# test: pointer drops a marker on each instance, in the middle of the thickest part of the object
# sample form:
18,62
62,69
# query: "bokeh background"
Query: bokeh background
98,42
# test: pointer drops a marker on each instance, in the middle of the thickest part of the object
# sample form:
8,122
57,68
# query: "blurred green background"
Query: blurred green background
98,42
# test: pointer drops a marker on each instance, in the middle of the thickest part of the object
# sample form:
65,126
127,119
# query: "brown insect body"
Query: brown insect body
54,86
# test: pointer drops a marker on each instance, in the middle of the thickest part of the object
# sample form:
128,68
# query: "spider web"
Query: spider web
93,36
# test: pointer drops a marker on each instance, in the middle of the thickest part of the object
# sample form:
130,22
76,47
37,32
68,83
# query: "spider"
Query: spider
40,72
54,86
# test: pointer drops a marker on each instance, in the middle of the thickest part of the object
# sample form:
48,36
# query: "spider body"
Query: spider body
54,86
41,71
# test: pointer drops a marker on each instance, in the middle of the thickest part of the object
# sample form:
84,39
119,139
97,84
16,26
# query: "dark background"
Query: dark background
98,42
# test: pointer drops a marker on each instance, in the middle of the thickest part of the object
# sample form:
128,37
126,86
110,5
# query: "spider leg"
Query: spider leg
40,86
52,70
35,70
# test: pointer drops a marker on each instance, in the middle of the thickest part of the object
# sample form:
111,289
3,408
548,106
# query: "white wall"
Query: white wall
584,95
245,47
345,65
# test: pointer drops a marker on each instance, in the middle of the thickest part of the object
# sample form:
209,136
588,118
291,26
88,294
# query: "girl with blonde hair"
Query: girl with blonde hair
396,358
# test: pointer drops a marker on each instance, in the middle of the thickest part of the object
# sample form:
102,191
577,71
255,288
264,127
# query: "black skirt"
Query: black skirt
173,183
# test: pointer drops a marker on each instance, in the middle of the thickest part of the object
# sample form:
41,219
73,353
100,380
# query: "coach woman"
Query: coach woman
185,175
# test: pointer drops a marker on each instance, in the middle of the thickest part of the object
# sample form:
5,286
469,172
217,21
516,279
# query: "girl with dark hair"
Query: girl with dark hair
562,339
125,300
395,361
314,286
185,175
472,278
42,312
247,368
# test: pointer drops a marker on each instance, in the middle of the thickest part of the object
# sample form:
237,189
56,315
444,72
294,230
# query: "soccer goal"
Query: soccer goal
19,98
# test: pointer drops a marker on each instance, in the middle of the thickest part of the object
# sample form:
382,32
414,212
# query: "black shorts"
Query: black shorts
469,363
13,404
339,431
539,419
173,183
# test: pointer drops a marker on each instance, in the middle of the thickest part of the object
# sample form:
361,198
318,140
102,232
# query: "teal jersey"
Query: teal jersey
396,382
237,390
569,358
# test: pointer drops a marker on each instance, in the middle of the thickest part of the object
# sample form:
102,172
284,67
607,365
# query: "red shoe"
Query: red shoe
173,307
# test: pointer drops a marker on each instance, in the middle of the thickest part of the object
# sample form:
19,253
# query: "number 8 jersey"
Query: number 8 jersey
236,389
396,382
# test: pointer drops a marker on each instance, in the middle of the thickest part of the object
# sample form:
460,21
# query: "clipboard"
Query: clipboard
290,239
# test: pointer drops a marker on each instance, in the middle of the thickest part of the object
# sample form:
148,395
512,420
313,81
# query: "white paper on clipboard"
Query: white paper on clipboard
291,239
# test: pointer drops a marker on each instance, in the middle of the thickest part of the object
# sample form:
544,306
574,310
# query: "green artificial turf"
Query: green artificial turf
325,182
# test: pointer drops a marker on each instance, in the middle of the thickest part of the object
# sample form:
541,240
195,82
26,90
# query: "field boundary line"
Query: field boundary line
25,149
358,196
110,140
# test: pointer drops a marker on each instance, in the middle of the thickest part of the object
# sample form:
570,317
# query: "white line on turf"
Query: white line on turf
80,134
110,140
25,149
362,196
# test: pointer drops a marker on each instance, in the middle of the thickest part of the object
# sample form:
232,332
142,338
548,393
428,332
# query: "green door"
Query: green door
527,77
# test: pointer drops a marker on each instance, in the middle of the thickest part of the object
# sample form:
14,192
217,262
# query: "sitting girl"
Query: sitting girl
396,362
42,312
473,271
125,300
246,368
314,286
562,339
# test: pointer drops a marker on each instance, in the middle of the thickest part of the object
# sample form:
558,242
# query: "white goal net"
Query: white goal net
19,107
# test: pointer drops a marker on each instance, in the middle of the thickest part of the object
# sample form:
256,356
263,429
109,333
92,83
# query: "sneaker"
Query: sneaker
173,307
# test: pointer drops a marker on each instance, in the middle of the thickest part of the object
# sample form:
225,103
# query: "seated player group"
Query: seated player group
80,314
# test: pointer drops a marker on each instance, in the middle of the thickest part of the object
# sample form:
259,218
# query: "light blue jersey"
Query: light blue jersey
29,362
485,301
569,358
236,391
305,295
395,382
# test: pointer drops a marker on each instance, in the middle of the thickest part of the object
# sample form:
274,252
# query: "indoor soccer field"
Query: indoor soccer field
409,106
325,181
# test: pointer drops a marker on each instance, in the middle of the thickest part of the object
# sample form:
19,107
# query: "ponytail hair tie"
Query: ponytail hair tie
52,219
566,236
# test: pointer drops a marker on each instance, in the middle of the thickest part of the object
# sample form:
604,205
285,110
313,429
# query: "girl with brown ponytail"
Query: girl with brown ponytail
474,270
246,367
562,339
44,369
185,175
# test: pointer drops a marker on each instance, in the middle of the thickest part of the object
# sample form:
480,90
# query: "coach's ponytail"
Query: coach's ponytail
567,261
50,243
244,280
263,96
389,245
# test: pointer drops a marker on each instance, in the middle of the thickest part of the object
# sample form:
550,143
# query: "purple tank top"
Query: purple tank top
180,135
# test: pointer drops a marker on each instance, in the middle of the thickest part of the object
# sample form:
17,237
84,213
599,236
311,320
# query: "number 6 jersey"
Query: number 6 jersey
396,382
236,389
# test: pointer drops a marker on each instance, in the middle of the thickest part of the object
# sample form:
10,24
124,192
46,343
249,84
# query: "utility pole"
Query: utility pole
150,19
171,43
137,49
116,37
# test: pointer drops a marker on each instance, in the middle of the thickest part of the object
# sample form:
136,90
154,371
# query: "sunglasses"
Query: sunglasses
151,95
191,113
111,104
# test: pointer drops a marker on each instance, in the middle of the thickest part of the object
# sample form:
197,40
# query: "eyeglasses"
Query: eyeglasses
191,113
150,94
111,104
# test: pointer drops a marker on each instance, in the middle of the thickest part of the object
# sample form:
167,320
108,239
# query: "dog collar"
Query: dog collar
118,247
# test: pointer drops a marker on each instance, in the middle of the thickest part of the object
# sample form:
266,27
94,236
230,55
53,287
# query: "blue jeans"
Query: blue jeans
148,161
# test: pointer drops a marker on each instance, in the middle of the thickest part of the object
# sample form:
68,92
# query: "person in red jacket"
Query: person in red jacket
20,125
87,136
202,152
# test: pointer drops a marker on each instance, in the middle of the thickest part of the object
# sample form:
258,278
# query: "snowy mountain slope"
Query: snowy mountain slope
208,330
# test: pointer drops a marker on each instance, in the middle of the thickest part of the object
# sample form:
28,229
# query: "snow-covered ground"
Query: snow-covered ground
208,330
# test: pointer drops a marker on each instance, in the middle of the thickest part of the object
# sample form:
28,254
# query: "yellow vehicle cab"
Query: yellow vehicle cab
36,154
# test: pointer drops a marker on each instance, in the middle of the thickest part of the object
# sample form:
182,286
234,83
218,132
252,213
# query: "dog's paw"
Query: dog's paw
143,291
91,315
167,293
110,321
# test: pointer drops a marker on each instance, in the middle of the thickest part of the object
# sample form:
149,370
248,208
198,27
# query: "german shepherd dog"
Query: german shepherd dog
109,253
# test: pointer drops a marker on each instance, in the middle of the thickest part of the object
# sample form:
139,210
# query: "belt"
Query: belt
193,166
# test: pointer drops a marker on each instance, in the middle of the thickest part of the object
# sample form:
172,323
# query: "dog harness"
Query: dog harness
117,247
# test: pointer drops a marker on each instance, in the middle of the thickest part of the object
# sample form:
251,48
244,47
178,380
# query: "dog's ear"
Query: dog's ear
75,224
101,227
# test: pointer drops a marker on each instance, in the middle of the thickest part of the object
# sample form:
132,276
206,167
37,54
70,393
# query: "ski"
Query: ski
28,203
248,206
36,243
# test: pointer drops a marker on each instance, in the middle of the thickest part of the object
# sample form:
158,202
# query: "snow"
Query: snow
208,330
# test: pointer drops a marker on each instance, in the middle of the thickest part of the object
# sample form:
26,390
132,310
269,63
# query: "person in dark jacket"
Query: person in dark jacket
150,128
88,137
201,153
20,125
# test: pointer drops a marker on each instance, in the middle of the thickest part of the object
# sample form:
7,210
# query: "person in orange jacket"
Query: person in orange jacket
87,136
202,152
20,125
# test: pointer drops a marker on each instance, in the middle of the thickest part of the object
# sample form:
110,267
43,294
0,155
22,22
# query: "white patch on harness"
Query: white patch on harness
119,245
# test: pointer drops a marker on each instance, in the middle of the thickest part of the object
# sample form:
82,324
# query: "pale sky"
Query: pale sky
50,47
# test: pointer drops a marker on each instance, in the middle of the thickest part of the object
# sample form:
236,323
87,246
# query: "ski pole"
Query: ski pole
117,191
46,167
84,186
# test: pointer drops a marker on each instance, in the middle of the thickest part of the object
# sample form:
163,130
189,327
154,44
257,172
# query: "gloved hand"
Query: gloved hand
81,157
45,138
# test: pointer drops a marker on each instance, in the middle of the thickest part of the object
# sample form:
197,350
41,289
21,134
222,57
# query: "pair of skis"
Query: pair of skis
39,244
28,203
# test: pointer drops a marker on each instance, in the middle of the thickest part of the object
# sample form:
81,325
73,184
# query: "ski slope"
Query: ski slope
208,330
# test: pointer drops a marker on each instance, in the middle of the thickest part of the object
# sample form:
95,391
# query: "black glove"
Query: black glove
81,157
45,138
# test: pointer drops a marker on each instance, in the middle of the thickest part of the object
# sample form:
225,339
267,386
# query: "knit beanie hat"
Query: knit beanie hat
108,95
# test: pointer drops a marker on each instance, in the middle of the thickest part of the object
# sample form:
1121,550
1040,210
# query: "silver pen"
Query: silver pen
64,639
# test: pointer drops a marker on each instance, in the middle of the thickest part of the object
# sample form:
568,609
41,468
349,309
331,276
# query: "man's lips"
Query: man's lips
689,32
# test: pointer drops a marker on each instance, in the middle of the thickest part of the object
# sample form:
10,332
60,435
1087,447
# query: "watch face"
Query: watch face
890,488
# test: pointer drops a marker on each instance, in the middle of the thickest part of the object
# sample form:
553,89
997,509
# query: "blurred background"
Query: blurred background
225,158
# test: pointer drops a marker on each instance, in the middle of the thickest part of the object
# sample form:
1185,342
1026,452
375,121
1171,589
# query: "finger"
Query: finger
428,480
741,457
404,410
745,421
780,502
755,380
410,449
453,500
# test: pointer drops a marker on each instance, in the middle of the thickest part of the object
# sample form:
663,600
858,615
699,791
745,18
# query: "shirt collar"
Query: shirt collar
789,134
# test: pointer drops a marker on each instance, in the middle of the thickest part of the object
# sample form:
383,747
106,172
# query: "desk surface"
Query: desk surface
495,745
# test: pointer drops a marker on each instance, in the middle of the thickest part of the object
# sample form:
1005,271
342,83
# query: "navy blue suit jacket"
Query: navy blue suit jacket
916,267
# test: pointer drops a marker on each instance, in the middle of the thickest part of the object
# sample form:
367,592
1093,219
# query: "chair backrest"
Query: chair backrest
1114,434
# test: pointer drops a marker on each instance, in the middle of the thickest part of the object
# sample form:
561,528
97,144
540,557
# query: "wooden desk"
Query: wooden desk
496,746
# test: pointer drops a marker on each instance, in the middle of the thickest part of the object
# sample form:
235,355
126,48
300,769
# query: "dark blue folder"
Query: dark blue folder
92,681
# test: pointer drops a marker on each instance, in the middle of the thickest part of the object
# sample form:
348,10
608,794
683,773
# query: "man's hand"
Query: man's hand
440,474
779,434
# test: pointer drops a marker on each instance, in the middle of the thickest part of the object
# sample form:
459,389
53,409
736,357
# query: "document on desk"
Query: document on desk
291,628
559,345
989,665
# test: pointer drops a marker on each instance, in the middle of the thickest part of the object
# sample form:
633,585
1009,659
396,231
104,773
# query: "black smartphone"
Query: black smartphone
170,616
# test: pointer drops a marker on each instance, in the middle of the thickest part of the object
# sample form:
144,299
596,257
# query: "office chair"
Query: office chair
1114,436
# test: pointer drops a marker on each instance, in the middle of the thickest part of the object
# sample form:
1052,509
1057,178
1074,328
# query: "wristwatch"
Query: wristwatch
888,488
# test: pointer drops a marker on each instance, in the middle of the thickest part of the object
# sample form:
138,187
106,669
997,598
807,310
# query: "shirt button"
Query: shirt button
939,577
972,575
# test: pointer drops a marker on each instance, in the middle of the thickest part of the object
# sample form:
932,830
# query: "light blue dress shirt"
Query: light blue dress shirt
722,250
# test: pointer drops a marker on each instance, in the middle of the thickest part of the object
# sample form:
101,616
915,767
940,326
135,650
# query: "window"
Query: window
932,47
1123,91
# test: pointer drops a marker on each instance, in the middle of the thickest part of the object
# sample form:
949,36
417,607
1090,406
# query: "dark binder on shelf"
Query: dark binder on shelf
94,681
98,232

*PROBLEM DESCRIPTION:*
Return every line of the listing above that contains the string "player".

*RESPONSE TO THIS EXERCISE:*
# query: "seated player group"
Query: seated player group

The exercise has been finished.